(Stored data)
----------

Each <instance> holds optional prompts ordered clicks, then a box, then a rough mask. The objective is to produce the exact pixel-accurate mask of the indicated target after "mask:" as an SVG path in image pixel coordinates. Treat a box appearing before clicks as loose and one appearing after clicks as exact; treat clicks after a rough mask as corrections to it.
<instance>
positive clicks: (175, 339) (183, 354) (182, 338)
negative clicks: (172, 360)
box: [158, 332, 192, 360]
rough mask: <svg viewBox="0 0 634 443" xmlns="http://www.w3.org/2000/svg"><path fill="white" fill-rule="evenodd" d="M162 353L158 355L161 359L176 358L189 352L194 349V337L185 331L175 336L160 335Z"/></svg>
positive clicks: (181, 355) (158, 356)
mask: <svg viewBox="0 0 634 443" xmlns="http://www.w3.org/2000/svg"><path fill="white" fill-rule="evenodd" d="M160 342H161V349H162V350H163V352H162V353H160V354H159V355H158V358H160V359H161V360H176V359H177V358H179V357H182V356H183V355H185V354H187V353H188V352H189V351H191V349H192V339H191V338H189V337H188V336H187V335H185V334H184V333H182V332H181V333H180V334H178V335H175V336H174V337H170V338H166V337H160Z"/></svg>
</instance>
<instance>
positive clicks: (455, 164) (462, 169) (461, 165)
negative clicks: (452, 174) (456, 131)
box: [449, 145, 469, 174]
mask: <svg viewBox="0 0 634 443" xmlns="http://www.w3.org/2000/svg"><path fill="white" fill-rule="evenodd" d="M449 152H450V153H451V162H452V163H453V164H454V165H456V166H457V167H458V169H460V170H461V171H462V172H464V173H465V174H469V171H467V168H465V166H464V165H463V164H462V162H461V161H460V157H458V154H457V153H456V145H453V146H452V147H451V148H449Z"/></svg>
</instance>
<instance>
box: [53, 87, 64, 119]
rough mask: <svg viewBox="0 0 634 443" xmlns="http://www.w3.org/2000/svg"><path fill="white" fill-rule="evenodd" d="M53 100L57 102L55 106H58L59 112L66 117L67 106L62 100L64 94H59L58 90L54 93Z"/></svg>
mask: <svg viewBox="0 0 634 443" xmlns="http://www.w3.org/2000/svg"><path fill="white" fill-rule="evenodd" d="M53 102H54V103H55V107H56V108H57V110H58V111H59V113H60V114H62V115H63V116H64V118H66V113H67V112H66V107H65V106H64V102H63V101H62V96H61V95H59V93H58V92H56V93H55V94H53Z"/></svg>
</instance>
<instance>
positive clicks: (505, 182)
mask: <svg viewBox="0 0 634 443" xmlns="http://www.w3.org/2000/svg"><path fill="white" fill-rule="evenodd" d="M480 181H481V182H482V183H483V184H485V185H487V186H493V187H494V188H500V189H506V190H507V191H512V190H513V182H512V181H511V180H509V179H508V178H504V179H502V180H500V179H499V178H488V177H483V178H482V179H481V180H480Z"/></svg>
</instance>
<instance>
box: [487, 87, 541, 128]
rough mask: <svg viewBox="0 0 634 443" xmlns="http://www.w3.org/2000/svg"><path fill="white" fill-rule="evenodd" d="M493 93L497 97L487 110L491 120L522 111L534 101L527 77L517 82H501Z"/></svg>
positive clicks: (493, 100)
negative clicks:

----------

**ACTIVITY:**
In the lines above, spot each one that contains the word "negative" and copy it.

**ANSWER SPACE:**
negative clicks: (172, 360)
negative clicks: (452, 174) (456, 131)
negative clicks:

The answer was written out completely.